>> Start Given data

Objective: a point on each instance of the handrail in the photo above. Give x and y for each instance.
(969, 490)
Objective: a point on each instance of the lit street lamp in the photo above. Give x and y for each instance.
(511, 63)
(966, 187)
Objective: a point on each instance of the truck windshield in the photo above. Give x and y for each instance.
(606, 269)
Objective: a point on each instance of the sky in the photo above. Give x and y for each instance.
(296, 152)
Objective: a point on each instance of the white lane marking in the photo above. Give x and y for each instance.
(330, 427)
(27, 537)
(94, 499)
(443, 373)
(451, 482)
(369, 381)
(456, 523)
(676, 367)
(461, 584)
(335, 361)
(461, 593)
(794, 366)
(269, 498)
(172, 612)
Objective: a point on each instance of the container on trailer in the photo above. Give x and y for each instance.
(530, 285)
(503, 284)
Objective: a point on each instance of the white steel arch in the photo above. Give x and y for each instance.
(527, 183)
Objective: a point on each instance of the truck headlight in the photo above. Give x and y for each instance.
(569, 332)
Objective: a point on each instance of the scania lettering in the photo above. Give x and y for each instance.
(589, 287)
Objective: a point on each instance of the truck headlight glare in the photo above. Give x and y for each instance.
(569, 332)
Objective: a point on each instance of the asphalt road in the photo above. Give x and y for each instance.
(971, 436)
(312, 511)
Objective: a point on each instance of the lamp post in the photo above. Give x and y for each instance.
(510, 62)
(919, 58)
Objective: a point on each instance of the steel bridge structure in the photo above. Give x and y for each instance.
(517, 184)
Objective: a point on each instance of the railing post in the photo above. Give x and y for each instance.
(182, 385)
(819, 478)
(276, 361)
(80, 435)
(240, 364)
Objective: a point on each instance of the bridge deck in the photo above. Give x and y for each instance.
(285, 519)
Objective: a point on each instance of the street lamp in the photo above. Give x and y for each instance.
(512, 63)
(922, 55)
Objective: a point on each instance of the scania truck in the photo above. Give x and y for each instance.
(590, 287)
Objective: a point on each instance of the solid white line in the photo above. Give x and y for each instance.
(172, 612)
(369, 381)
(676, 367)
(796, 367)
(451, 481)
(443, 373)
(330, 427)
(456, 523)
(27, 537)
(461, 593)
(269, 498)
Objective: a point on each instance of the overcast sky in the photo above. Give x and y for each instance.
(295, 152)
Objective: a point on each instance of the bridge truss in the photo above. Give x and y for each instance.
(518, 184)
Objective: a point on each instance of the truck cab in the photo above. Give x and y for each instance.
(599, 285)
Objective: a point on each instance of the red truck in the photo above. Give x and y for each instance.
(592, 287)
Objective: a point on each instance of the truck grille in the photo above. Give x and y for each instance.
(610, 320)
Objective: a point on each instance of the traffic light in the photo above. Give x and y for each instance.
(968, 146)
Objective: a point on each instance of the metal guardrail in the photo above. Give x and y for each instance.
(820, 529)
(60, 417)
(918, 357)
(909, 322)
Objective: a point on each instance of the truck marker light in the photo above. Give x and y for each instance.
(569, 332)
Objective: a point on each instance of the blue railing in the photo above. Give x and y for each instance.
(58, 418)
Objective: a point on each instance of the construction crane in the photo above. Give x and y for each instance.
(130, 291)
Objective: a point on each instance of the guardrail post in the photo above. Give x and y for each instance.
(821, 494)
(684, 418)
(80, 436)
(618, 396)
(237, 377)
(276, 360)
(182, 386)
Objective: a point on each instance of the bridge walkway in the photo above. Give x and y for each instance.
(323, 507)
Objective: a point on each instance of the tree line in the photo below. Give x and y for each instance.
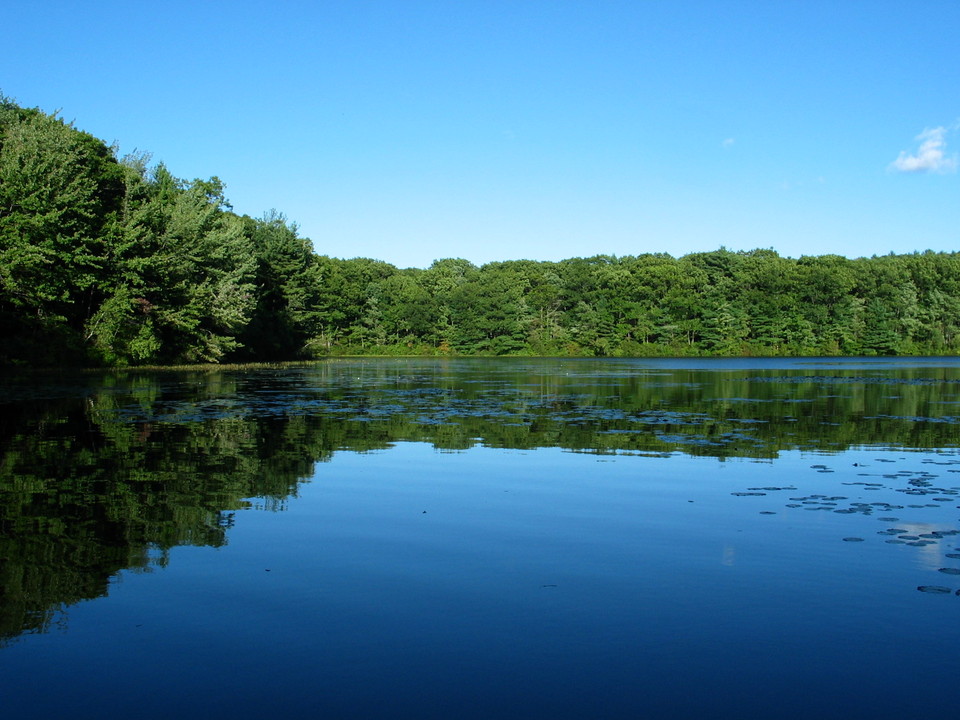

>> End Given data

Task goal: Reproduce every entry above word for word, leaving out the picture.

Exercise response:
Objective: a point on each instance of the handrail in the photo above. Give x and y for each instance.
(969, 490)
Objective: a point on each instance of the lit street lamp in the photo above. Give x and y for each instance.
(511, 63)
(966, 187)
Objective: a point on each instance of the truck windshield in the photo above. Give x and y for each instance.
(606, 269)
Objective: a point on each instance of the sky in the photo above. Give x and y for each instance.
(296, 152)
Objective: a point on each instance of the white lane marking in the photo above. Give x and y for each instance.
(330, 427)
(27, 537)
(94, 499)
(443, 373)
(451, 482)
(369, 381)
(456, 523)
(676, 367)
(461, 584)
(335, 361)
(461, 593)
(794, 366)
(269, 498)
(172, 612)
Objective: a point on each instance of the container on trailer in the photo above. Give x and y for each instance.
(530, 285)
(503, 284)
Objective: a point on each instance of the white steel arch in the photo above. Give x and y for each instance.
(527, 183)
Objective: a point on each instance of the truck headlight in the photo above. Give x and y for each instance.
(569, 332)
Objective: a point on each instance of the scania lettering in the photo above. Give x and y for each instance.
(589, 287)
Objective: a point on each instance of the truck headlight glare in the photo above. Give x and y for each instance.
(569, 332)
Objective: a point on each instance of the asphalt road in the photo above. Give x and y for each instance.
(971, 436)
(312, 511)
Objective: a point on each instance of the lamp post in the photo above. Give x and y for each instance.
(510, 62)
(919, 58)
Objective: a point on each instance of the steel bridge structure in the photo above. Give x and y for each instance.
(517, 184)
Objective: a point on each instance of the railing post in the photo above. Give x and y for each instance.
(182, 385)
(819, 478)
(276, 361)
(80, 435)
(240, 364)
Objective: a point on each instance of the bridge deck in the photo above. Give x and y for each instance.
(285, 519)
Objective: a point on each instance of the street lamp in the photo above. Give x and y for each instance.
(512, 63)
(922, 55)
Objective: a point on each instance of the scania truck in the photo above. Give x and y for each instance.
(590, 287)
Objective: a point on each instance of the solid white line in the photo above. Give x and y for each instance.
(172, 612)
(369, 381)
(676, 367)
(796, 367)
(451, 481)
(443, 373)
(330, 427)
(456, 523)
(27, 537)
(461, 593)
(269, 498)
Objective: a point on each instance of the overcast sky in the photo above. Give x and y for each instance.
(295, 152)
Objective: a point on each instance of the bridge truss in the photo above. Give x and y for each instance.
(518, 184)
Objective: a point on each instance of the truck cab in the photo above. Give x and y for each instance.
(599, 285)
Objective: a point on each instance of the red truck in the photo above. Give x and y for each instance.
(592, 287)
Objective: a point on each instance of the truck grille in the photo above. Give x and y for each instance.
(610, 320)
Objective: a point on each instance of the traffic light in the photo above. Give x and y for each instance.
(968, 146)
Objective: a point on each instance of the metal guardrail in the photo above. Give x and y for each instance.
(820, 529)
(60, 417)
(918, 357)
(909, 322)
Objective: a point on each instance of the truck marker light in the photo above. Give x and y for each instance.
(569, 332)
Objective: a point on each instance of the blue railing in the photo above. Give x and y for each instance.
(58, 418)
Objective: a point on each instance of the construction crane in the photo above. Give x and y for each instance.
(130, 291)
Objective: a point on each instance of the guardrail post in the photo above. Give x and y for each instance.
(821, 494)
(684, 418)
(80, 436)
(618, 396)
(237, 377)
(276, 360)
(182, 386)
Objective: a point on each instance of the bridge walkway in the photo above. Give x and y for each instance.
(323, 507)
Objective: a point on each instance of the tree line in the photo below. Give x and y for each instance.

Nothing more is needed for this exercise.